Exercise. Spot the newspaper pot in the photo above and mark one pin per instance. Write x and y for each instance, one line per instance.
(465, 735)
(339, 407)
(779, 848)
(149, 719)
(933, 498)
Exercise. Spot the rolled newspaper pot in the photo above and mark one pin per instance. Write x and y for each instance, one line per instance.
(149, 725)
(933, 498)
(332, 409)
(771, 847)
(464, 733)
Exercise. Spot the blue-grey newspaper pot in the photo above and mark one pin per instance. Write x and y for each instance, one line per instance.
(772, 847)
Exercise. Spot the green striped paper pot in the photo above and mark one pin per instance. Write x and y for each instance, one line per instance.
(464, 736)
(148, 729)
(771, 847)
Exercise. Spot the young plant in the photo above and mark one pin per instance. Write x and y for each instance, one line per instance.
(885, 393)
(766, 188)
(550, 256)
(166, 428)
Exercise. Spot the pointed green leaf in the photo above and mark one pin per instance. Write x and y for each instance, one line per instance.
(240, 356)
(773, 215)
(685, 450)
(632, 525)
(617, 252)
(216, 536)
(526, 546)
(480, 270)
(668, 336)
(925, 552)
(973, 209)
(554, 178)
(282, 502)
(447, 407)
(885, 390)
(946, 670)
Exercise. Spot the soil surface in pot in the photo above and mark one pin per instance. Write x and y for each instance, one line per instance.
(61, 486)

- EXERCISE INSTRUCTIONS: Without changing anything, repeat every record above.

- ANSWER SECTION:
Exercise. Spot the newspaper pot in the photo above and mark one pin per instance. Write x and y for each instance, one line per instance.
(465, 735)
(339, 407)
(779, 848)
(149, 719)
(933, 498)
Exercise. Spot the rolled newspaper pot in the photo above and mark one pin per instance. Write x and y for each instance, one line per instance.
(149, 725)
(933, 498)
(332, 409)
(771, 847)
(464, 733)
Exercise. Spot the blue-grey newspaper pot in the photo above and mark one pin per instance. Write x and y for each instance, one line per instance.
(772, 847)
Exercise. Spot the green striped paper pot in the photo above and mark one pin per instance. Write x and y for each instance, one line per instance.
(464, 736)
(148, 729)
(771, 847)
Exercise. Spot the young plant in the photo above and mark one pin per instance. Write x and y for each instance, one line per instance.
(885, 393)
(766, 188)
(550, 256)
(166, 428)
Exercise. Spot the pointed green leaf in the photo above and mark one pin per instance. Write x and y for each instance, one line per instance.
(240, 356)
(773, 215)
(685, 450)
(632, 525)
(617, 252)
(216, 536)
(526, 546)
(480, 270)
(668, 336)
(925, 552)
(973, 209)
(554, 178)
(282, 502)
(447, 407)
(885, 390)
(946, 670)
Exercise. Spot the soil surface in pot in the photo above and mark one pin per instance. Write x and y for each instance, one line per instance.
(61, 486)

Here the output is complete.